(MATERIAL TO PROCESS)
■ ■ ■

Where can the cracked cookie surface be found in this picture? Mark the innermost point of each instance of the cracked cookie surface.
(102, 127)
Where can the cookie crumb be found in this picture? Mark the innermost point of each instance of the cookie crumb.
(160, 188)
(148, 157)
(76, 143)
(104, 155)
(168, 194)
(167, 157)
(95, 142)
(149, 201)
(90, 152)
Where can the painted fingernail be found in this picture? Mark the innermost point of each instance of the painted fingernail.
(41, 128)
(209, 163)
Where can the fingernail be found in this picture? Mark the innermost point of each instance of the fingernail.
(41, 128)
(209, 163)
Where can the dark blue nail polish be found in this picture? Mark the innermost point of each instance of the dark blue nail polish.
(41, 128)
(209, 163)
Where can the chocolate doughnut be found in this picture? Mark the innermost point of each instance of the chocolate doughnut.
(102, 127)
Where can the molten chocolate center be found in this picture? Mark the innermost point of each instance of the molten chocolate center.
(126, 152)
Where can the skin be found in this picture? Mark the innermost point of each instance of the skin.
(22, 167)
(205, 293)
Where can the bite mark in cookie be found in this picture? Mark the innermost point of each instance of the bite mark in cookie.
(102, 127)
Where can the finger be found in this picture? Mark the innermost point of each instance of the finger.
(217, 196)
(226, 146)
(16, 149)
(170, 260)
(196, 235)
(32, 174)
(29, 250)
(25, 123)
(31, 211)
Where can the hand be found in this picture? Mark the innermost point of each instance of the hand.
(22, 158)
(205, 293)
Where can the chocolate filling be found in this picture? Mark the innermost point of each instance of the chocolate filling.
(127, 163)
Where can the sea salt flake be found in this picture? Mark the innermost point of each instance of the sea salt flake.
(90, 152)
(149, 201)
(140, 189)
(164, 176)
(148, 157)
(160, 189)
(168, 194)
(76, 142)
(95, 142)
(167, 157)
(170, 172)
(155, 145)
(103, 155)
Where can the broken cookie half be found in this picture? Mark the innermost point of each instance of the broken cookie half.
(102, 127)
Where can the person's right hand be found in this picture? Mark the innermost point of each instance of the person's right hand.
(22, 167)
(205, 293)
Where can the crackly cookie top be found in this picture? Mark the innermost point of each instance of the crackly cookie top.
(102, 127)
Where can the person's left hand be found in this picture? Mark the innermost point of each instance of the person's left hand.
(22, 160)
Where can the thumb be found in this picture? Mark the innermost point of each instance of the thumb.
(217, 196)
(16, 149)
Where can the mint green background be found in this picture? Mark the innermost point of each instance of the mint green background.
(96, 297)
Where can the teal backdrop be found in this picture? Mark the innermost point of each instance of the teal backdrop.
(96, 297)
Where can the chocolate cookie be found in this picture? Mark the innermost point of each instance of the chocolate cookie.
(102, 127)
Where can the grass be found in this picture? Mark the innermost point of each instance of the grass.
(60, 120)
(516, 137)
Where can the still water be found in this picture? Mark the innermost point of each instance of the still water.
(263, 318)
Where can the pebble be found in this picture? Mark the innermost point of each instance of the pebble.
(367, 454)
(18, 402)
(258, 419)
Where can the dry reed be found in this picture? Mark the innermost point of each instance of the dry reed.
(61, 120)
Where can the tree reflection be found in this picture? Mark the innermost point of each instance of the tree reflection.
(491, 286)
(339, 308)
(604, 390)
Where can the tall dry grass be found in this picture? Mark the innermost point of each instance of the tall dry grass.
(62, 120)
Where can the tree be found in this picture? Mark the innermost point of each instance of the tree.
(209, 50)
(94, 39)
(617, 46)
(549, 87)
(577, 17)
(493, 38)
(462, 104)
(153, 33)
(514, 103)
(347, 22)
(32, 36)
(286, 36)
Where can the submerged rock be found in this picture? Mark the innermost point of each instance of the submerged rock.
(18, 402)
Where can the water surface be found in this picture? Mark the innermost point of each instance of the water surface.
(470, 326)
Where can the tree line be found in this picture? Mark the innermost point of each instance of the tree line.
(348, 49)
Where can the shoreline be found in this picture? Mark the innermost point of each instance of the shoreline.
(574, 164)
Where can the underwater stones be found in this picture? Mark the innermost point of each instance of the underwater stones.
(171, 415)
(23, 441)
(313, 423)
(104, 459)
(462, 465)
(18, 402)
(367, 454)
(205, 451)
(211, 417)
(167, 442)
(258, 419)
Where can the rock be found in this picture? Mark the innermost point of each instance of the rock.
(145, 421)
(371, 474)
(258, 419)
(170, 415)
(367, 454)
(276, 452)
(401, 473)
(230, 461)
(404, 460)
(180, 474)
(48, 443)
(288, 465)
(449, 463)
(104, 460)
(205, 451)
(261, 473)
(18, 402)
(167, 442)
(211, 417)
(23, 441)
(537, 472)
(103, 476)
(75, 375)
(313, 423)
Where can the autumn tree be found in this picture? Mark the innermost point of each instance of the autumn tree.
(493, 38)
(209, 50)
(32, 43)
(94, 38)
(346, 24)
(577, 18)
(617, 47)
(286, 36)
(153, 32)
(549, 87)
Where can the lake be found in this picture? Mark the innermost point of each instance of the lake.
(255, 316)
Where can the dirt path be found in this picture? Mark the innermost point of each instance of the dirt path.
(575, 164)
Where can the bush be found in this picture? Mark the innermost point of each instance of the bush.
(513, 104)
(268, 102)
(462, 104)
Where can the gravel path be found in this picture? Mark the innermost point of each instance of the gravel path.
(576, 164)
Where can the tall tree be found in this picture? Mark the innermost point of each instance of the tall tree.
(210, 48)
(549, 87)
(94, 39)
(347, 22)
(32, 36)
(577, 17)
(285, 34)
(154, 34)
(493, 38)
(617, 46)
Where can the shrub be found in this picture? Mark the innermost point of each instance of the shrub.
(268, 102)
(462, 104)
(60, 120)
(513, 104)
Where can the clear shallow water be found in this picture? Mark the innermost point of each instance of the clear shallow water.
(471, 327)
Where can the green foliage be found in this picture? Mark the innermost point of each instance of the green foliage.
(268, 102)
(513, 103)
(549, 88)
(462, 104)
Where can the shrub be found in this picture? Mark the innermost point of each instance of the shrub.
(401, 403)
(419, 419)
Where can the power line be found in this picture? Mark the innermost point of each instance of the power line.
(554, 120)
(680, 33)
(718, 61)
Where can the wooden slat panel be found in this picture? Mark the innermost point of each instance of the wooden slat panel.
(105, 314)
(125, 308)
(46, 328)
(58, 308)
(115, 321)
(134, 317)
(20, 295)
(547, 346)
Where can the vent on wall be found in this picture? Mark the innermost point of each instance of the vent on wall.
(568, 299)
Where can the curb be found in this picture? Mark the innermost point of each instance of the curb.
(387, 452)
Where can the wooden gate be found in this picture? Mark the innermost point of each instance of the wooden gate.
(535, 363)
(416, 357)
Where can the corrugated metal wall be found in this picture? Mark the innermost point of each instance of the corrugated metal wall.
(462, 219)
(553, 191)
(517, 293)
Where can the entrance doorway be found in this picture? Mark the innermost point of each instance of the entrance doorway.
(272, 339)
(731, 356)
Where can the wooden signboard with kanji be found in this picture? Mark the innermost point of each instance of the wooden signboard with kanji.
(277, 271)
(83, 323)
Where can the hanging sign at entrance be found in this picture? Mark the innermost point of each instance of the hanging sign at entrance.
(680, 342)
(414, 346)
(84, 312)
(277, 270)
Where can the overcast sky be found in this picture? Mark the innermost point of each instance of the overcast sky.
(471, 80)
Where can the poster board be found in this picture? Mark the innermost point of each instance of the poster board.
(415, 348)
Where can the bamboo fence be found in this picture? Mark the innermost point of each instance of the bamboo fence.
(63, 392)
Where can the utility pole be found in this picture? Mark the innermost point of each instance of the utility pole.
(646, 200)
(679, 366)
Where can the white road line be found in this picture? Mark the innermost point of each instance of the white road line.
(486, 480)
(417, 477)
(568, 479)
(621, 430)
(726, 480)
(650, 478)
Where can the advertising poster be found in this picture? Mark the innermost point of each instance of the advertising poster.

■ ■ ■

(WRITTEN REQUEST) Every line of the material must be returned exactly as it appears.

(CORRECT RESULT)
Where can the cracked cookie surface be found in this picture? Mark the innermost point of each instance of the cracked cookie surface.
(102, 127)
Where can the cookie crumb be found in this picture? Mark the innermost point of each instance of the cookie crumb.
(160, 188)
(148, 157)
(76, 143)
(104, 155)
(168, 194)
(167, 157)
(95, 142)
(149, 201)
(90, 152)
Where can the painted fingernail be found in this picture? Mark the innermost point of each instance of the painted fingernail.
(41, 128)
(209, 163)
Where can the fingernail be found in this picture? Mark the innermost point of each instance of the fingernail.
(41, 128)
(209, 163)
Where can the dark blue nail polish be found in this picture? Mark the innermost point of each instance of the dark blue nail polish.
(41, 128)
(209, 163)
Where can the chocolate doughnut be found in this picture? Mark the innermost point of each instance of the chocolate doughnut.
(102, 127)
Where can the molten chocolate center be found in this picture? Mark the innermost point of each instance of the molten chocolate center.
(126, 152)
Where can the skin be found in this picture? Mark the innermost point of each instance of the skin.
(22, 167)
(205, 293)
Where can the bite mark in cookie be found in this picture? Mark the innermost point of each instance of the bite mark in cookie.
(102, 127)
Where can the finger be found in this picture? Mark the innermost point of each instance of the finger.
(217, 196)
(226, 146)
(16, 149)
(170, 260)
(196, 235)
(32, 174)
(29, 250)
(25, 123)
(31, 211)
Where can the hand be found in this picture? Mark the innermost point of each instance of the hand.
(22, 158)
(205, 293)
Where can the chocolate filling be found in this picture? Mark the innermost point of each instance of the chocolate filling.
(127, 163)
Where can the sea salt flake be found in this picture? Mark the innermost point of each instance of the sea salt flake.
(90, 152)
(149, 201)
(140, 189)
(164, 176)
(148, 157)
(160, 189)
(168, 194)
(76, 142)
(95, 142)
(167, 157)
(170, 172)
(155, 145)
(103, 155)
Where can the broken cookie half be found in this picture? Mark the innermost point of each instance of the broken cookie half.
(102, 127)
Where can the person's right hand be found in this picture? Mark the innermost point of each instance of the person's right hand.
(22, 167)
(205, 293)
Where can the crackly cookie top be found in this picture? Mark the innermost point of each instance of the crackly cookie top.
(102, 127)
Where can the person's left hand be found in this picture? Mark the innermost point of each instance of the person's left hand.
(22, 160)
Where can the thumb be found in this picture? Mark the innermost point of each instance of the thumb.
(217, 196)
(16, 149)
Where can the mint green background be found in this picture? Mark the innermost point of each instance of the mint green background.
(96, 297)
Where can the teal backdrop be found in this picture? Mark the innermost point of each instance of the teal backdrop.
(96, 297)
Where can the chocolate cookie be found in this picture? Mark the innermost point of each instance of the chocolate cookie.
(102, 127)
Where can the grass be found in this picture? Mark the innermost point of each instance of the grass.
(60, 120)
(516, 137)
Where can the still water be found in this picture? Mark the innermost point of each instance of the still water.
(263, 318)
Where can the pebble be found in this picture? Mark the innermost point of each instance of the pebble.
(367, 454)
(18, 402)
(258, 419)
Where can the dry reed be found in this picture? Mark the innermost point of each instance of the dry reed.
(61, 120)
Where can the tree reflection be found in this picture? Mark the innermost point of each instance of the tree reflection.
(491, 286)
(339, 308)
(604, 390)
Where can the tall dry grass be found in this picture? Mark the innermost point of each instance of the tall dry grass.
(62, 120)
Where can the tree be found in this picture? Mark the innermost point of each instance of the tree.
(209, 50)
(94, 39)
(617, 46)
(549, 87)
(577, 17)
(493, 38)
(462, 104)
(153, 33)
(514, 103)
(347, 22)
(32, 36)
(286, 36)
Where can the submerged rock be found in this picture? Mark the innermost point of each instance of the submerged rock.
(18, 402)
Where can the water surface be found in this picture? Mark the innermost point of each instance of the water surface.
(470, 326)
Where can the tree line be found in this picture? Mark the innermost point of each instance of the tree line.
(348, 49)
Where can the shoreline be found in this picture? Mark the innermost point of each instance of the shoreline.
(574, 164)
Where can the underwater stones be found in this picture? Mark the innermost point of each instance of the underwater stones.
(171, 415)
(23, 441)
(313, 423)
(104, 459)
(462, 465)
(18, 402)
(367, 454)
(205, 451)
(211, 417)
(167, 442)
(258, 419)
Where can the rock be found in this picture? Mark the innermost point of each instance of the rock.
(145, 421)
(371, 474)
(258, 419)
(170, 415)
(367, 454)
(276, 452)
(401, 473)
(230, 461)
(404, 460)
(180, 474)
(48, 443)
(288, 465)
(449, 463)
(104, 460)
(205, 451)
(261, 473)
(18, 402)
(167, 442)
(211, 417)
(23, 441)
(537, 472)
(103, 476)
(75, 375)
(313, 423)
Where can the autumn tree be found in this picture? Mark the innermost point of each instance of the autumn tree.
(493, 38)
(209, 50)
(32, 43)
(94, 38)
(346, 24)
(577, 18)
(617, 47)
(286, 36)
(153, 32)
(549, 87)
Where can the lake be found in this picture? Mark the innermost point of each instance of the lake.
(255, 316)
Where can the dirt path be found in this picture? Mark the innermost point of each instance of the dirt path.
(575, 164)
Where can the bush be found in this picture? Mark the innermost point of each instance of the bush.
(513, 104)
(268, 102)
(462, 104)
Where can the gravel path be found in this picture? Mark the innermost point of each instance of the gravel path.
(576, 164)
Where can the tall tree be found in this picture? Mark the innermost point of each instance of the tall tree.
(210, 48)
(549, 87)
(94, 39)
(347, 22)
(32, 36)
(577, 17)
(285, 34)
(154, 34)
(493, 38)
(617, 46)
Where can the shrub be found in this picture? Mark the innermost point of each instance of the shrub.
(268, 102)
(462, 104)
(60, 120)
(513, 104)
Where can the clear shallow water be found in this picture? Mark the innermost point of each instance of the clear shallow water.
(471, 327)
Where can the green foliage be found in this picture? Mark the innermost point of each instance of the green foliage.
(268, 102)
(513, 103)
(549, 88)
(462, 104)
Where can the shrub be found in this picture? Mark the innermost point of each instance of the shrub.
(401, 403)
(419, 419)
Where can the power line be found in this picture? Mark the innermost point of each instance of the power line.
(554, 120)
(680, 33)
(718, 61)
Where can the wooden slat panel be found in this picture? Mark the innermost point of each instance of the wooden slat panel.
(105, 314)
(125, 308)
(46, 328)
(58, 308)
(115, 321)
(134, 317)
(20, 295)
(547, 346)
Where can the vent on wall be found in this picture? Mark the innermost point of each instance of the vent on wall.
(568, 299)
Where can the curb be found in this picture? Mark the innermost point of each instance of the curb.
(387, 452)
Where can the wooden gate be found in this picture? Mark the innermost point of each instance of the wooden gate.
(535, 363)
(416, 357)
Where can the corrugated metal wall be found in this picture? Mark the innermost point of each instance of the corrugated metal wall.
(462, 219)
(553, 191)
(517, 293)
Where can the entrance doorway be found in this picture? Mark the innermost point of each instance of the entrance doorway.
(272, 339)
(731, 356)
Where can the wooden signboard with kanji be found in this picture? Mark the innermost point of each instance of the wooden signboard with kanji.
(277, 271)
(83, 323)
Where can the hanging sign at entrance be found in this picture? Mark the innermost point of each instance of the hanging sign at entrance.
(680, 342)
(414, 346)
(84, 312)
(277, 270)
Where can the overcast sky be found in this picture? Mark the innermost point of each instance of the overcast sky.
(471, 80)
Where can the poster board be found in this picture? Mark the innermost point of each instance of the poster board.
(415, 348)
Where can the bamboo fence be found in this picture? Mark the innermost point of each instance of the bamboo fence.
(63, 392)
Where can the utility pole be found in this picture? Mark the innermost point of each instance of the utility pole.
(646, 200)
(679, 366)
Where can the white road line be found in this picture? Mark the innermost point of each instance of the white road line.
(486, 480)
(417, 477)
(568, 479)
(621, 430)
(726, 480)
(650, 478)
Where can the advertising poster be found in this picture? Mark the innermost point of each instance of the advertising poster.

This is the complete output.